-- Provided data --
Segment Open

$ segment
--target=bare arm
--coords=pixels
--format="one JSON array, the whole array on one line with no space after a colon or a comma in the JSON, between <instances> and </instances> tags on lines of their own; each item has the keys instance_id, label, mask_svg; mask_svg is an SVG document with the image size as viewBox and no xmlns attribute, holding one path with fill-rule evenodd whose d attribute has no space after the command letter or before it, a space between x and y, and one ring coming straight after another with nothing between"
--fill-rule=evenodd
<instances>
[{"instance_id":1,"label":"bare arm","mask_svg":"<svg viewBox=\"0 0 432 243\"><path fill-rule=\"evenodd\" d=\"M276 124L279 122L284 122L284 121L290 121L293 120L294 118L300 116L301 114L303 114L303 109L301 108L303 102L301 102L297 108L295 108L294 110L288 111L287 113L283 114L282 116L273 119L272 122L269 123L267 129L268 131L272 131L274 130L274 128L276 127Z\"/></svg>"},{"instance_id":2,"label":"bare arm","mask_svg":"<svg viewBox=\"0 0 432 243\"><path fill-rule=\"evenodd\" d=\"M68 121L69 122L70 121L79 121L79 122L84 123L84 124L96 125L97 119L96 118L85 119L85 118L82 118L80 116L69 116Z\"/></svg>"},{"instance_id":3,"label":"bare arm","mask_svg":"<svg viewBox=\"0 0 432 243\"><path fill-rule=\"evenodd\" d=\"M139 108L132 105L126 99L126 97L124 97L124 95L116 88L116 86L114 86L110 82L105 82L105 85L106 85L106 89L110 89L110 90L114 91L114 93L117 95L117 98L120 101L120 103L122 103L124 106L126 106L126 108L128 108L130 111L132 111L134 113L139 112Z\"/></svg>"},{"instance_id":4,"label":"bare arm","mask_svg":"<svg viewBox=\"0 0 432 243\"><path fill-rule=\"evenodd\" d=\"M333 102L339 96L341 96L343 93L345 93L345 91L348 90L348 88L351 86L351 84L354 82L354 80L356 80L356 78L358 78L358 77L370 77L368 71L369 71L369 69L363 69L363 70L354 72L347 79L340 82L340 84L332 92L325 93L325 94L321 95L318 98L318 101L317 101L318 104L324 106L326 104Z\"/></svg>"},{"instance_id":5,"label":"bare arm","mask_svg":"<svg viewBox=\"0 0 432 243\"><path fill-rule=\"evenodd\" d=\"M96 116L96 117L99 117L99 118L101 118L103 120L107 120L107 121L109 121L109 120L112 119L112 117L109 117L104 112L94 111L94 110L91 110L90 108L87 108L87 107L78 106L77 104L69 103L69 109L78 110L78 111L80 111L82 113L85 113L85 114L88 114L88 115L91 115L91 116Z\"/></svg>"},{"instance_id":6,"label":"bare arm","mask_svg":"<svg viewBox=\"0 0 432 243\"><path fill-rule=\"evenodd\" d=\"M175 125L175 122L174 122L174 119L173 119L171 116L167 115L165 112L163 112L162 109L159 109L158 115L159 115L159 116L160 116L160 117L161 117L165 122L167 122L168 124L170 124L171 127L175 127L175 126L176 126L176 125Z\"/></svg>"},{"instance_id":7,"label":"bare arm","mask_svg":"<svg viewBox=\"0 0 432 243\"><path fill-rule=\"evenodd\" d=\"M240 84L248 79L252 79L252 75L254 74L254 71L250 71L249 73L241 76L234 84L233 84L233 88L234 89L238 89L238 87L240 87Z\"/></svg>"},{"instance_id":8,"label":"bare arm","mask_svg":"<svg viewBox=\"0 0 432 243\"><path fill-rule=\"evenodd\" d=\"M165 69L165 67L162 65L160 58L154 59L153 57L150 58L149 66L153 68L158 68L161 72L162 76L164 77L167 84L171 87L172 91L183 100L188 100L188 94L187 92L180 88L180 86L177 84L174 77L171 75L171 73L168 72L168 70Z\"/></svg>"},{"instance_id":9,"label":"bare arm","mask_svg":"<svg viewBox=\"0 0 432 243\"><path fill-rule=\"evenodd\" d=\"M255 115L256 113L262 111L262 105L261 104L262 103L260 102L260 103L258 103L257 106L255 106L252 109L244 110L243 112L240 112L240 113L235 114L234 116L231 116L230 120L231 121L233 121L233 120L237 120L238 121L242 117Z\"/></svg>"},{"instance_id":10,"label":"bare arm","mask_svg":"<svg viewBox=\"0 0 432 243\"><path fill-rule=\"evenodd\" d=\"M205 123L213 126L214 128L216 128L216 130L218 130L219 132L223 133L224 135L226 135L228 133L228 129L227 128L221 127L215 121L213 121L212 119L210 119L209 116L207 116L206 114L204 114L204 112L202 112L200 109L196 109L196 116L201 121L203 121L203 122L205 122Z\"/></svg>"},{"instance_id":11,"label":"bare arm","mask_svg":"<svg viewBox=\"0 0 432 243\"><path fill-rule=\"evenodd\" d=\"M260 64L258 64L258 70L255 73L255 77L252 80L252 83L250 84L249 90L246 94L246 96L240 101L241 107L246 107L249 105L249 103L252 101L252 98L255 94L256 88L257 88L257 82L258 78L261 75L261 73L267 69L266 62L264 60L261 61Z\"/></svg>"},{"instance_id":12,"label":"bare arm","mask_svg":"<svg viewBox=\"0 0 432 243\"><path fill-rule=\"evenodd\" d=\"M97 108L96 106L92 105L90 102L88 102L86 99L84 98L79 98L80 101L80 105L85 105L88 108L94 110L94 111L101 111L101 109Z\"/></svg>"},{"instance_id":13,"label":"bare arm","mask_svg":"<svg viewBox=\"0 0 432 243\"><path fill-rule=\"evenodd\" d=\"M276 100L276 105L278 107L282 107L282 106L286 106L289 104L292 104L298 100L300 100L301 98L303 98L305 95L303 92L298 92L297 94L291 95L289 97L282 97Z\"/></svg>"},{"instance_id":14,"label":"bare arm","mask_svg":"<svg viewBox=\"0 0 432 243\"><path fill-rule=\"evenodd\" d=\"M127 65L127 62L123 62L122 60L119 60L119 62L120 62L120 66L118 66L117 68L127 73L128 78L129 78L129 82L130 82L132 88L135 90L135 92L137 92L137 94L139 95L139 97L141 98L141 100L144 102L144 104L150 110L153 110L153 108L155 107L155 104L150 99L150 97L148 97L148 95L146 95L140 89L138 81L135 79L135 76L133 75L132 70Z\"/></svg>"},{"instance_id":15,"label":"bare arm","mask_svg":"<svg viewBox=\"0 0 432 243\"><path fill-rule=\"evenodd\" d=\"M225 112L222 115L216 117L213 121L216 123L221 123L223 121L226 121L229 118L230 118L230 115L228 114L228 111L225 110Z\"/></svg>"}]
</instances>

Segment Closed

-- Description of the task --
Repeat each record word for word. Do not leave any out.

-- Task answer --
$ segment
--target=bare arm
--coords=pixels
--format="one JSON array, the whole array on one line with no space after a colon or a comma in the JSON, between <instances> and </instances> tags on lines of their own; each item has the keys instance_id, label, mask_svg; mask_svg is an SVG document with the image size as viewBox and no xmlns attribute, holding one path with fill-rule evenodd whose d attribute has no space after the command letter or before it, a space between x and y, and one ring coming straight after another with nothing between"
--fill-rule=evenodd
<instances>
[{"instance_id":1,"label":"bare arm","mask_svg":"<svg viewBox=\"0 0 432 243\"><path fill-rule=\"evenodd\" d=\"M276 124L279 122L284 122L284 121L290 121L293 120L294 118L300 116L301 114L303 114L303 109L301 108L303 102L301 102L297 108L295 108L294 110L288 111L287 113L283 114L282 116L273 119L272 122L269 123L267 129L268 131L272 131L274 130L274 128L276 127Z\"/></svg>"},{"instance_id":2,"label":"bare arm","mask_svg":"<svg viewBox=\"0 0 432 243\"><path fill-rule=\"evenodd\" d=\"M68 121L69 122L70 121L79 121L79 122L84 123L84 124L96 125L97 119L96 118L85 119L85 118L82 118L80 116L69 116Z\"/></svg>"},{"instance_id":3,"label":"bare arm","mask_svg":"<svg viewBox=\"0 0 432 243\"><path fill-rule=\"evenodd\" d=\"M139 108L132 105L126 99L126 97L124 97L124 95L116 88L116 86L114 86L110 82L105 82L105 85L106 85L106 89L110 89L110 90L114 91L114 93L117 95L117 98L120 101L120 103L122 103L124 106L126 106L126 108L128 108L130 111L132 111L134 113L139 112Z\"/></svg>"},{"instance_id":4,"label":"bare arm","mask_svg":"<svg viewBox=\"0 0 432 243\"><path fill-rule=\"evenodd\" d=\"M333 102L339 96L341 96L343 93L345 93L345 91L348 90L348 88L351 86L351 84L354 82L354 80L356 80L356 78L358 78L358 77L370 77L368 71L369 71L369 69L363 69L363 70L354 72L347 79L340 82L340 84L332 92L325 93L325 94L321 95L318 98L318 101L317 101L318 104L324 106L326 104Z\"/></svg>"},{"instance_id":5,"label":"bare arm","mask_svg":"<svg viewBox=\"0 0 432 243\"><path fill-rule=\"evenodd\" d=\"M96 116L96 117L99 117L99 118L101 118L103 120L107 120L107 121L109 121L109 120L112 119L112 117L109 117L104 112L94 111L94 110L91 110L90 108L87 108L87 107L78 106L77 104L69 103L69 109L78 110L78 111L80 111L82 113L85 113L85 114L88 114L88 115L91 115L91 116Z\"/></svg>"},{"instance_id":6,"label":"bare arm","mask_svg":"<svg viewBox=\"0 0 432 243\"><path fill-rule=\"evenodd\" d=\"M175 125L175 122L174 122L174 119L173 119L171 116L167 115L165 112L163 112L162 109L159 109L158 115L159 115L159 116L160 116L160 117L161 117L165 122L167 122L168 124L170 124L171 127L175 127L175 126L176 126L176 125Z\"/></svg>"},{"instance_id":7,"label":"bare arm","mask_svg":"<svg viewBox=\"0 0 432 243\"><path fill-rule=\"evenodd\" d=\"M240 84L248 79L252 79L252 75L254 74L254 71L250 71L249 73L241 76L234 84L233 84L233 88L234 89L238 89L238 87L240 87Z\"/></svg>"},{"instance_id":8,"label":"bare arm","mask_svg":"<svg viewBox=\"0 0 432 243\"><path fill-rule=\"evenodd\" d=\"M165 69L165 67L162 65L160 58L154 59L153 57L150 58L149 66L153 68L158 68L161 72L162 76L164 77L167 84L171 87L172 91L183 100L188 100L188 94L187 92L180 88L180 86L177 84L174 77L171 75L171 73L168 72L168 70Z\"/></svg>"},{"instance_id":9,"label":"bare arm","mask_svg":"<svg viewBox=\"0 0 432 243\"><path fill-rule=\"evenodd\" d=\"M255 115L256 113L262 111L262 105L261 104L262 103L260 102L260 103L258 103L257 106L255 106L252 109L244 110L243 112L240 112L240 113L235 114L234 116L231 116L230 120L231 121L233 121L233 120L237 120L238 121L242 117Z\"/></svg>"},{"instance_id":10,"label":"bare arm","mask_svg":"<svg viewBox=\"0 0 432 243\"><path fill-rule=\"evenodd\" d=\"M205 123L213 126L214 128L216 128L216 130L218 130L219 132L223 133L224 135L226 135L228 133L228 129L227 128L221 127L215 121L213 121L212 119L210 119L209 116L207 116L206 114L204 114L204 112L202 112L200 109L196 109L196 116L201 121L203 121L203 122L205 122Z\"/></svg>"},{"instance_id":11,"label":"bare arm","mask_svg":"<svg viewBox=\"0 0 432 243\"><path fill-rule=\"evenodd\" d=\"M260 64L258 64L258 70L255 73L255 77L252 80L252 83L250 84L249 90L246 94L246 96L240 101L241 107L246 107L249 105L249 103L252 101L252 98L255 94L256 88L257 88L257 82L258 78L261 75L261 73L267 69L266 62L264 60L261 61Z\"/></svg>"},{"instance_id":12,"label":"bare arm","mask_svg":"<svg viewBox=\"0 0 432 243\"><path fill-rule=\"evenodd\" d=\"M97 108L96 106L92 105L90 102L88 102L86 99L84 98L79 98L80 101L80 105L85 105L88 108L94 110L94 111L101 111L101 109Z\"/></svg>"},{"instance_id":13,"label":"bare arm","mask_svg":"<svg viewBox=\"0 0 432 243\"><path fill-rule=\"evenodd\" d=\"M276 100L276 105L278 107L282 107L282 106L286 106L289 104L292 104L298 100L300 100L301 98L303 98L305 95L303 92L298 92L297 94L291 95L289 97L282 97Z\"/></svg>"},{"instance_id":14,"label":"bare arm","mask_svg":"<svg viewBox=\"0 0 432 243\"><path fill-rule=\"evenodd\" d=\"M127 65L127 62L123 62L122 60L119 60L119 62L120 62L120 66L118 66L117 68L127 73L128 78L129 78L129 82L130 82L132 88L135 90L135 92L137 92L137 94L139 95L139 97L141 98L141 100L144 102L144 104L150 110L153 110L153 108L155 107L155 104L150 99L150 97L148 97L148 95L146 95L140 89L138 81L135 79L135 76L133 75L132 70Z\"/></svg>"},{"instance_id":15,"label":"bare arm","mask_svg":"<svg viewBox=\"0 0 432 243\"><path fill-rule=\"evenodd\" d=\"M225 112L222 115L216 117L213 121L216 123L221 123L223 121L226 121L229 118L230 118L230 115L228 114L228 111L225 110Z\"/></svg>"}]
</instances>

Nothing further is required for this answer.